(Excerpts from a pointing dataset)
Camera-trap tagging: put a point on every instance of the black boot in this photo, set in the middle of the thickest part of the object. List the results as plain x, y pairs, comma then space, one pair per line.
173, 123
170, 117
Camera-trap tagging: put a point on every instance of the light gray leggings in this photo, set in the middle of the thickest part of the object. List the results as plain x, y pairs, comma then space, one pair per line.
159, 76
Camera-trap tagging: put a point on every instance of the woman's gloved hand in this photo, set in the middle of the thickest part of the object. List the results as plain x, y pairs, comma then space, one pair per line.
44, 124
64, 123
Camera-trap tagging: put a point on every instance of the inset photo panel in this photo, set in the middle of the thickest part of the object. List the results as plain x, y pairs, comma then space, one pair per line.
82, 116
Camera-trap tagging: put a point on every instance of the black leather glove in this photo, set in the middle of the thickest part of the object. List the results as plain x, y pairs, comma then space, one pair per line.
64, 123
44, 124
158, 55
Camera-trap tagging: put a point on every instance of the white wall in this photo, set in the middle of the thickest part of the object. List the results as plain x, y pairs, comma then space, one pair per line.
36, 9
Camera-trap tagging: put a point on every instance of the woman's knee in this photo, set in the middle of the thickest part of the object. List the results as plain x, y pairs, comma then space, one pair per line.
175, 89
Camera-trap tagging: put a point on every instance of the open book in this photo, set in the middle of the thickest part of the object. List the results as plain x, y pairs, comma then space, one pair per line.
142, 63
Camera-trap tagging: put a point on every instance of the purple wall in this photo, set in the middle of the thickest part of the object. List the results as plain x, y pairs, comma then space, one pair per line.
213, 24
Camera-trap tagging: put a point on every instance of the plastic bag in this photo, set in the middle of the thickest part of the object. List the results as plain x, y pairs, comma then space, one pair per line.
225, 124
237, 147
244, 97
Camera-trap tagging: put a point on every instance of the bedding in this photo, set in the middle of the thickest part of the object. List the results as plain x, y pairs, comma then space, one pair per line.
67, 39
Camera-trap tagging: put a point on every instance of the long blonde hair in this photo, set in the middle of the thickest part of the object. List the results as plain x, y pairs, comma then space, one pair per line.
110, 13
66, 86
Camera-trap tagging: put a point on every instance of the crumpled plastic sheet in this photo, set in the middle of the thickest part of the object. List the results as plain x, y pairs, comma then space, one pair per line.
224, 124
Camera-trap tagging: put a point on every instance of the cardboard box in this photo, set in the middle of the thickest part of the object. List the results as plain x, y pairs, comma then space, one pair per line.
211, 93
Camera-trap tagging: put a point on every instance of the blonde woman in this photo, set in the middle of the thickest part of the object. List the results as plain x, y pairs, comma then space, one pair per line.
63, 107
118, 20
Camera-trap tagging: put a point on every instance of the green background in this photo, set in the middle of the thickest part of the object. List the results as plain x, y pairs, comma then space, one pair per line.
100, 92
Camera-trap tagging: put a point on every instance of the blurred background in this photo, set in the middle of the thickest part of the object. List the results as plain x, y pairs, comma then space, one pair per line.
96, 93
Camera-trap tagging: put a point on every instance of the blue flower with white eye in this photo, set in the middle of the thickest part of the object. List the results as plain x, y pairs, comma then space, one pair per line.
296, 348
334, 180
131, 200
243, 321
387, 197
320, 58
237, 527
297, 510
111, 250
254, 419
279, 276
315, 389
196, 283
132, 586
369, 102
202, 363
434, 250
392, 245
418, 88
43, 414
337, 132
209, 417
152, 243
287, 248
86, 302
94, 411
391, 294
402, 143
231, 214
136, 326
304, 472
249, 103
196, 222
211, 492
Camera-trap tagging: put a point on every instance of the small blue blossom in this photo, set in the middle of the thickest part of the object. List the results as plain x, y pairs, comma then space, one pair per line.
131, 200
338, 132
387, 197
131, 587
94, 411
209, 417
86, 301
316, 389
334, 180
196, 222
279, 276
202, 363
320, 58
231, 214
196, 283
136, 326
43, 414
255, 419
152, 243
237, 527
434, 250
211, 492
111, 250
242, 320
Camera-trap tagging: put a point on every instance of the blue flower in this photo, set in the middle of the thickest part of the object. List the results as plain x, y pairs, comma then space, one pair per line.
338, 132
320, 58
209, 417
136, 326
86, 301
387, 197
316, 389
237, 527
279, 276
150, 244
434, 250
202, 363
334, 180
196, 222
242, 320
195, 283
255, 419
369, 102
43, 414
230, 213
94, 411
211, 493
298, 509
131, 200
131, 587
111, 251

**Exercise objective:**
Present every line of the records above as a Markdown table with two columns, Row and Line, numbering the lines in order and leaving out any blank lines.

**Output below:**
| Row | Line |
|---|---|
| 1 | Camera-trap tagging: put a point on every instance of the black boot in this photo, set in the middle of the thickest part of the object. List the results as plain x, y pairs, comma then space, one pair per line. |
| 2 | 173, 123 |
| 3 | 170, 117 |
| 4 | Camera-trap tagging: put a point on every instance of the light gray leggings in this photo, set in the middle of the thickest part of the object. List the results as plain x, y pairs, comma then space, one pair per line. |
| 5 | 159, 76 |
| 6 | Camera-trap tagging: put a point on every instance of the woman's gloved hand in this photo, set in the middle of the thickest part of the object. List the results as plain x, y pairs, comma then space, one pair per line. |
| 7 | 44, 124 |
| 8 | 64, 123 |
| 9 | Camera-trap tagging: put a point on every instance of the inset photo panel in this photo, set in the middle of the thickest part of the object. List the results as plain x, y pairs, comma then space, one pair per line. |
| 10 | 82, 116 |
| 11 | Camera-trap tagging: put a point on every instance of the black leather glove in this photo, set in the middle of the thickest part of the object. List the results as plain x, y pairs, comma then space, one pair per line. |
| 12 | 64, 123 |
| 13 | 44, 124 |
| 14 | 158, 55 |
| 15 | Camera-trap tagging: put a point on every instance of the white wall in this photo, set in the middle of the thickest part of the object. List the results as plain x, y pairs, comma then space, one pair per line. |
| 16 | 36, 9 |
| 17 | Camera-trap tagging: put a point on every instance of the woman's knee in this photo, set in the middle of the thickest part of the object. List the results as plain x, y pairs, comma then space, one pair per line. |
| 18 | 175, 89 |
| 19 | Camera-trap tagging: put a point on every instance of the open book in this photo, set in the middle of the thickest part of the object. List the results as plain x, y pairs, comma then space, one pair per line. |
| 20 | 142, 63 |
| 21 | Camera-trap tagging: put a point on every instance of the purple wall in this photo, set in the middle of the thickest part of the object. List the results as plain x, y pairs, comma then space, one pair per line. |
| 22 | 213, 24 |
| 23 | Camera-trap tagging: put a point on every instance of the plastic bag in this photo, set in the middle of the thickest part of the object. List the results as plain x, y pairs, comma then space, one pair per line. |
| 24 | 225, 124 |
| 25 | 237, 147 |
| 26 | 244, 97 |
| 27 | Camera-trap tagging: put a point on every instance of the bedding in this photo, set in the middle of the thickest part of the object. List the results as plain x, y pairs, comma then space, one pair per line. |
| 28 | 67, 39 |
| 29 | Camera-trap tagging: put a point on every instance of the long blonde hair in this photo, set in the middle of the thickest part of the object. List the results as plain x, y pairs, comma then space, one pair per line. |
| 30 | 110, 13 |
| 31 | 66, 86 |
| 32 | Camera-trap tagging: put a point on every instance of the crumpled plastic sheet in this photo, set in the middle of the thickest part of the object. List the results as plain x, y pairs, comma then space, one pair per line. |
| 33 | 224, 124 |
| 34 | Camera-trap tagging: put a point on every instance of the cardboard box in this photo, set in the middle of the thickest part of the object. List the results as plain x, y pairs, comma then space, one pair per line. |
| 35 | 211, 93 |
| 36 | Camera-trap tagging: put a point on every instance of the blonde woman in this photo, set in the middle of the thickest part of the object. List the results as plain x, y pairs, comma then space, one pair per line. |
| 37 | 63, 107 |
| 38 | 118, 20 |
| 39 | Camera-trap tagging: put a point on every instance of the green background in this photo, set in the middle of the thickest part of the object. List the results as plain x, y pairs, comma then space, one pair per line. |
| 40 | 100, 92 |
| 41 | Camera-trap tagging: put a point on every instance of the blurred background in this photo, set in the middle of the thickest part of the object. List the results as plain x, y pairs, comma then space, one pair per line. |
| 42 | 96, 93 |
| 43 | Camera-trap tagging: put a point on every instance of the blue flower with white eye in this photo, set in the middle of the thickest part of the object. List the results as plain x, y pairs, comma then space, one pair per line. |
| 44 | 296, 348 |
| 45 | 334, 180 |
| 46 | 131, 200 |
| 47 | 243, 321 |
| 48 | 387, 197 |
| 49 | 320, 58 |
| 50 | 237, 527 |
| 51 | 297, 510 |
| 52 | 111, 250 |
| 53 | 254, 419 |
| 54 | 279, 276 |
| 55 | 315, 389 |
| 56 | 196, 283 |
| 57 | 132, 586 |
| 58 | 369, 102 |
| 59 | 202, 363 |
| 60 | 434, 250 |
| 61 | 392, 245 |
| 62 | 418, 88 |
| 63 | 43, 414 |
| 64 | 337, 132 |
| 65 | 209, 417 |
| 66 | 152, 243 |
| 67 | 287, 248 |
| 68 | 86, 302 |
| 69 | 94, 411 |
| 70 | 391, 294 |
| 71 | 402, 143 |
| 72 | 231, 214 |
| 73 | 136, 326 |
| 74 | 304, 472 |
| 75 | 249, 103 |
| 76 | 196, 222 |
| 77 | 211, 492 |
| 78 | Camera-trap tagging: put a point on every instance of the small blue blossom in this photo, set in the middle of the thickest part of the object. List the results as plain x, y pairs, comma then space, one pair per line. |
| 79 | 131, 200 |
| 80 | 338, 132 |
| 81 | 387, 197 |
| 82 | 131, 587 |
| 83 | 94, 411 |
| 84 | 209, 417 |
| 85 | 86, 301 |
| 86 | 316, 389 |
| 87 | 334, 180 |
| 88 | 196, 222 |
| 89 | 279, 276 |
| 90 | 202, 363 |
| 91 | 320, 58 |
| 92 | 231, 214 |
| 93 | 196, 283 |
| 94 | 136, 326 |
| 95 | 43, 414 |
| 96 | 255, 419 |
| 97 | 152, 243 |
| 98 | 237, 527 |
| 99 | 434, 250 |
| 100 | 211, 492 |
| 101 | 111, 250 |
| 102 | 242, 320 |
| 103 | Camera-trap tagging: put a point on every instance of the blue flower in this photo, set in the middle of the thickest part of the object. List the results as plain x, y pairs, comma then space, one pair per line. |
| 104 | 338, 132 |
| 105 | 320, 58 |
| 106 | 209, 417 |
| 107 | 136, 326 |
| 108 | 86, 301 |
| 109 | 387, 197 |
| 110 | 316, 389 |
| 111 | 237, 527 |
| 112 | 279, 276 |
| 113 | 150, 244 |
| 114 | 434, 250 |
| 115 | 202, 363 |
| 116 | 334, 180 |
| 117 | 196, 222 |
| 118 | 242, 320 |
| 119 | 195, 283 |
| 120 | 255, 419 |
| 121 | 369, 102 |
| 122 | 43, 414 |
| 123 | 230, 213 |
| 124 | 94, 411 |
| 125 | 211, 493 |
| 126 | 298, 509 |
| 127 | 131, 200 |
| 128 | 131, 587 |
| 129 | 111, 251 |